Dataset excerpt
++++++++++
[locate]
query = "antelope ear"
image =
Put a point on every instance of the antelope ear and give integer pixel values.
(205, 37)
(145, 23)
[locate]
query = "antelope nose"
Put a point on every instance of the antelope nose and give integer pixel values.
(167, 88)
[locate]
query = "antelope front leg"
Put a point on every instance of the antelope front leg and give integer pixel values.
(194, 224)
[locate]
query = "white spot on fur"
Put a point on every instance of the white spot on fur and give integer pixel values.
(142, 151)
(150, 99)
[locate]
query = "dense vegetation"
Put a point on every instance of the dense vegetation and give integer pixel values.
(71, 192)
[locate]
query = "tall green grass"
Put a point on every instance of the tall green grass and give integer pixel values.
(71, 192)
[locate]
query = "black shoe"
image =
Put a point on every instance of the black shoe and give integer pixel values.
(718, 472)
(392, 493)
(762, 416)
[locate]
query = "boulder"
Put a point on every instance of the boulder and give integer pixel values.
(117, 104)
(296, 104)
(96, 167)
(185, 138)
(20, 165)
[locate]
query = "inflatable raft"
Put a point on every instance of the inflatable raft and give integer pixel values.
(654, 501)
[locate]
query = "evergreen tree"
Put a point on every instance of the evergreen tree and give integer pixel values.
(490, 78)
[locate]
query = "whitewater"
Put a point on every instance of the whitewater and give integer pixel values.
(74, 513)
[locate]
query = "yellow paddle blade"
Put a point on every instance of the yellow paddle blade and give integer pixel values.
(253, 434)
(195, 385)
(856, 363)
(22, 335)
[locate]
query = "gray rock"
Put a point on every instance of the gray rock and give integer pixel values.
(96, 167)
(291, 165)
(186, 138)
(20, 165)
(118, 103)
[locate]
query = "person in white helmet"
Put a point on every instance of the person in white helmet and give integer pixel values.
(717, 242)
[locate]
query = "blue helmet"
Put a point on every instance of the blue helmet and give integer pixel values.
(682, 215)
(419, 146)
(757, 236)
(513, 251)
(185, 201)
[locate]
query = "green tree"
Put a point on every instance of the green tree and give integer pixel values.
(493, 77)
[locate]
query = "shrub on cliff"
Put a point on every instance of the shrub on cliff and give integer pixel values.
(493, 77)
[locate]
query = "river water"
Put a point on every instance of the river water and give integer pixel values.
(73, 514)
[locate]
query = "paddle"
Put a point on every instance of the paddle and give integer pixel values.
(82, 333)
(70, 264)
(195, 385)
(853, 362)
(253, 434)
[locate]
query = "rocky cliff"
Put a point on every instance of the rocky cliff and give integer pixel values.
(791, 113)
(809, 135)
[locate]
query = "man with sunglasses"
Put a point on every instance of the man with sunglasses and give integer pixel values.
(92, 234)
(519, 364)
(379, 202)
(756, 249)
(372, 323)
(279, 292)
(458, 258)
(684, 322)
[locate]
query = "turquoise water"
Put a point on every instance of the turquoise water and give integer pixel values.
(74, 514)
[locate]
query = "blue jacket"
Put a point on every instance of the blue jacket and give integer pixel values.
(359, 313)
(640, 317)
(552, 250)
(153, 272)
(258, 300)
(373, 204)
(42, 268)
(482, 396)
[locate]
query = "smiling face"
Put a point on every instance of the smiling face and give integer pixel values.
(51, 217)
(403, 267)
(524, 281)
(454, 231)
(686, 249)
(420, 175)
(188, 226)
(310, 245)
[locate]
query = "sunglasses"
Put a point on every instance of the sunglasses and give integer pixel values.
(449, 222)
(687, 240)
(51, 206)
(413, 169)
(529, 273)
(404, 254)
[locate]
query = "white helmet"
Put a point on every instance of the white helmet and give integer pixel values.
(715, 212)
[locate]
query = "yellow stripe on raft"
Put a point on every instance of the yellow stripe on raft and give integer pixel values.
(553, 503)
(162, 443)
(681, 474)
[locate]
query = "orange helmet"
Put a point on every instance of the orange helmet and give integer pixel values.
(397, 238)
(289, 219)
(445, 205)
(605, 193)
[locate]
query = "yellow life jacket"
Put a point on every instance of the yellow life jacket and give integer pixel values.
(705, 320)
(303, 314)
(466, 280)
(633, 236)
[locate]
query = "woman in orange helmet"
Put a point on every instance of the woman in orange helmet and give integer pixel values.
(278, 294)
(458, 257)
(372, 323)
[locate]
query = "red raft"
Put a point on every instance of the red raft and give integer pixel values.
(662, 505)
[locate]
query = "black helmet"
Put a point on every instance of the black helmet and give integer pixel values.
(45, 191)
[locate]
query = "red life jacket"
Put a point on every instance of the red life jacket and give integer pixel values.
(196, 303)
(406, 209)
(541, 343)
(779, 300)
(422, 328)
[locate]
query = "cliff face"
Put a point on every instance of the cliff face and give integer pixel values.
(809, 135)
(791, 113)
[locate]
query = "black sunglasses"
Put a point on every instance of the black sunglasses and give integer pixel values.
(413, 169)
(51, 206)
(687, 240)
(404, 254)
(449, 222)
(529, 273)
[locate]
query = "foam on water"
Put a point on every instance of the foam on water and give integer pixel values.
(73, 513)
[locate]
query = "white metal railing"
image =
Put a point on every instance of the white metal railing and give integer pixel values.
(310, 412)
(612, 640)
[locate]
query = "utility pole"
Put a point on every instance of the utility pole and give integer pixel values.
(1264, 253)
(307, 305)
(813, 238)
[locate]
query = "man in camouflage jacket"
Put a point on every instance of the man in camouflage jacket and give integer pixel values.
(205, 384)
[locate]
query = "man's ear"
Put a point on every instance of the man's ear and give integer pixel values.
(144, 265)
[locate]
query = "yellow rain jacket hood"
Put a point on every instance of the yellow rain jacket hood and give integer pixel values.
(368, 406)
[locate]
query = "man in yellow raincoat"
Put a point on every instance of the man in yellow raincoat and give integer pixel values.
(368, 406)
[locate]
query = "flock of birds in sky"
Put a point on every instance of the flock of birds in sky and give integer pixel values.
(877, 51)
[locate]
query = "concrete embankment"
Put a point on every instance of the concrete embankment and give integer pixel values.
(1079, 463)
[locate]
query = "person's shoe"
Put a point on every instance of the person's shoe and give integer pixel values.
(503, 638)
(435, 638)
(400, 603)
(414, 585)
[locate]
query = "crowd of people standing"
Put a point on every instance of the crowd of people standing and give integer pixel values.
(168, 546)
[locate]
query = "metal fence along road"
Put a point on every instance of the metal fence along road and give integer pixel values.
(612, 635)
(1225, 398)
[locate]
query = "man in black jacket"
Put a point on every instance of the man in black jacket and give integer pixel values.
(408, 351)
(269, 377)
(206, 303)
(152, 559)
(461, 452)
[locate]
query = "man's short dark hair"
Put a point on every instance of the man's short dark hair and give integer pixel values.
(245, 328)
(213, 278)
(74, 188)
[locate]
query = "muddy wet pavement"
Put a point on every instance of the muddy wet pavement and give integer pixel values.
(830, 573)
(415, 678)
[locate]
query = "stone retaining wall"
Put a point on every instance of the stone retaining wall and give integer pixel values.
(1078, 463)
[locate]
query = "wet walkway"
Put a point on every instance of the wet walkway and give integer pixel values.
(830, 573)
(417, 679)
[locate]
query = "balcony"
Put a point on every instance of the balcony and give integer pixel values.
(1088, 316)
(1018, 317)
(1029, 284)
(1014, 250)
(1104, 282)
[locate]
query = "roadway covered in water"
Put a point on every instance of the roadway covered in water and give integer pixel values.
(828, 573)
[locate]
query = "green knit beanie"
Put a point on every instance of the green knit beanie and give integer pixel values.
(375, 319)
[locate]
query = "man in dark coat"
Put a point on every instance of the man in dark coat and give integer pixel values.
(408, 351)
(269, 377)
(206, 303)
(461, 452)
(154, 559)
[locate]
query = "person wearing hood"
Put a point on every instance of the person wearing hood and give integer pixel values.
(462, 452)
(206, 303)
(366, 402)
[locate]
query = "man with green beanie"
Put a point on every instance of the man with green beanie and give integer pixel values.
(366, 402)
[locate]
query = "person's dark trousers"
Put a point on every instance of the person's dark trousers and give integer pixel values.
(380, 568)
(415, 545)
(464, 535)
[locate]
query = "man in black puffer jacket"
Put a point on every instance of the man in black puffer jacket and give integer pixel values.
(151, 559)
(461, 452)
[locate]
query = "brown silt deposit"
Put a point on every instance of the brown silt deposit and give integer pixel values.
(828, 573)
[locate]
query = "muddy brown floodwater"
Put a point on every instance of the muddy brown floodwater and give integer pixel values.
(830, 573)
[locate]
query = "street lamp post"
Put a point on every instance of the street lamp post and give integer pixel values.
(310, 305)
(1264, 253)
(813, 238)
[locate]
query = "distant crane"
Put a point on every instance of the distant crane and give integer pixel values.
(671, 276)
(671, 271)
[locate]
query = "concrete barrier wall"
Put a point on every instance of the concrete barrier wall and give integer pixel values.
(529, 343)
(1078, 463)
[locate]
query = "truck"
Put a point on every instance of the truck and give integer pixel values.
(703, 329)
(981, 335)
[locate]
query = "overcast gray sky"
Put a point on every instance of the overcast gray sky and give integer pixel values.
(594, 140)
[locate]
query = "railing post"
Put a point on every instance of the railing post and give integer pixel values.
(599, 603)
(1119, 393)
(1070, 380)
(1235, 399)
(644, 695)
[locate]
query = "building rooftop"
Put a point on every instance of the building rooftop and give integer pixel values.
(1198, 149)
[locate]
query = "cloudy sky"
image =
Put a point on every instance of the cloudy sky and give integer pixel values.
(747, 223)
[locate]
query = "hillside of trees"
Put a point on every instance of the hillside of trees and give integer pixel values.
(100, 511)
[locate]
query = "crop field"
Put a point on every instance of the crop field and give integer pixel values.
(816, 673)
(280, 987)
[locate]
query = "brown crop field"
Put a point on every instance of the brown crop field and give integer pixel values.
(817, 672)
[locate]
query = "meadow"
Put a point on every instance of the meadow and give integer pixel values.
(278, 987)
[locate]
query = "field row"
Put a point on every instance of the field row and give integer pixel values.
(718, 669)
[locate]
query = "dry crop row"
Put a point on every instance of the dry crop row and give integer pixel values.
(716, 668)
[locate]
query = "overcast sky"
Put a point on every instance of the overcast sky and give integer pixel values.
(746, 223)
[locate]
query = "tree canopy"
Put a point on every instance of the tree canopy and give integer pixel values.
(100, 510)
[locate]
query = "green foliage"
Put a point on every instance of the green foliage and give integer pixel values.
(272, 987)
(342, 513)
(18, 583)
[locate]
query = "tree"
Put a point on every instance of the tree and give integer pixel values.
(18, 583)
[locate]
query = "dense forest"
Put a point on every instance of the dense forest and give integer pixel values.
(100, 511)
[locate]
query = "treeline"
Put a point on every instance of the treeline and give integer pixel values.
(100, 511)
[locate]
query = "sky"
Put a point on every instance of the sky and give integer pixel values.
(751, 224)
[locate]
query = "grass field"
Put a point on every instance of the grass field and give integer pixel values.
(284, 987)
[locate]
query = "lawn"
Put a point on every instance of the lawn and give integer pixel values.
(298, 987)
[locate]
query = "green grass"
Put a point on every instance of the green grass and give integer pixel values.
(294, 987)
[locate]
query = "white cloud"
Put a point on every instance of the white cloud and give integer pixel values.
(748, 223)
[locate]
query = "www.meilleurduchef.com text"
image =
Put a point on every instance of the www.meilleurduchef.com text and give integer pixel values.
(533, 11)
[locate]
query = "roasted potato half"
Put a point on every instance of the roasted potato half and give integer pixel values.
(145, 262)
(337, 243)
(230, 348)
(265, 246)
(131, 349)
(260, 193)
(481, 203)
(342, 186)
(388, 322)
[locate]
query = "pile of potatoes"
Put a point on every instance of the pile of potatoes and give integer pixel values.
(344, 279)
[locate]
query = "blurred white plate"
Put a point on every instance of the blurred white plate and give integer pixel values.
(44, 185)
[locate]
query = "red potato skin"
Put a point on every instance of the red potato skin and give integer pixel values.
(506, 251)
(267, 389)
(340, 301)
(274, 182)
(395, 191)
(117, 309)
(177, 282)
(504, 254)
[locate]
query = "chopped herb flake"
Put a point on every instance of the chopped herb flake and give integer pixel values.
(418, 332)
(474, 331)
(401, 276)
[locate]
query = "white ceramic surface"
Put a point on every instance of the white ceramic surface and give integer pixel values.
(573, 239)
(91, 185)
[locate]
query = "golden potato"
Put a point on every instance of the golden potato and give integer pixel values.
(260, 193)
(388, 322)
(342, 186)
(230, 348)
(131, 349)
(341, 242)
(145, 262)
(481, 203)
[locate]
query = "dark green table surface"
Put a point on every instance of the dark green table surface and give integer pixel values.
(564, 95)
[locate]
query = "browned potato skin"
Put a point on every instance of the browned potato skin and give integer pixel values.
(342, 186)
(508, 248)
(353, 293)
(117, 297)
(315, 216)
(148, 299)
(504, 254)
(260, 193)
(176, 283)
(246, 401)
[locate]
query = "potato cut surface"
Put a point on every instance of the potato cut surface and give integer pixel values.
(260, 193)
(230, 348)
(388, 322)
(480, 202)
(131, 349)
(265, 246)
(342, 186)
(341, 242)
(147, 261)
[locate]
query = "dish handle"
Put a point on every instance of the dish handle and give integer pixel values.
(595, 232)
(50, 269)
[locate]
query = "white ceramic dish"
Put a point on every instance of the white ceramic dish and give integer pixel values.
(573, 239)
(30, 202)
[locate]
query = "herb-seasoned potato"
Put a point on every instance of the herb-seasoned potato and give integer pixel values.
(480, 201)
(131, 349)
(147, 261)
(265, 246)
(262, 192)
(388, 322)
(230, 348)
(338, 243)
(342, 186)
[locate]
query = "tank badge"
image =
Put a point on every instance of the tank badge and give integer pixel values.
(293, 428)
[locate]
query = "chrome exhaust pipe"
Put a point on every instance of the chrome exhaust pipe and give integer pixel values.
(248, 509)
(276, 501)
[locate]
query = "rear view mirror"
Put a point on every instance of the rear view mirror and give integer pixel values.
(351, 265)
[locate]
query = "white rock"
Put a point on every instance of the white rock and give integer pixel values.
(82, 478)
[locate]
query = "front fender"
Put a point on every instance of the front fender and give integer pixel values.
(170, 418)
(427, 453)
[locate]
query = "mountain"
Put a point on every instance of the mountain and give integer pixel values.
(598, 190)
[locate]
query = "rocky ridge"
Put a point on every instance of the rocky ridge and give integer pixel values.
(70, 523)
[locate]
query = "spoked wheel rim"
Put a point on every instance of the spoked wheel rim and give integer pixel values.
++++++++++
**Task to carry out:** Filter the dataset excerpt above, keeping only the lines that contain the word "metal". Matching is case-sensitive.

**Reply to the task:**
query = "white metal railing"
Put a point on every instance of the white metal railing and give integer pixel values.
query = "metal fence along road"
Put a point on every instance of the metal fence along road and give integer pixel values.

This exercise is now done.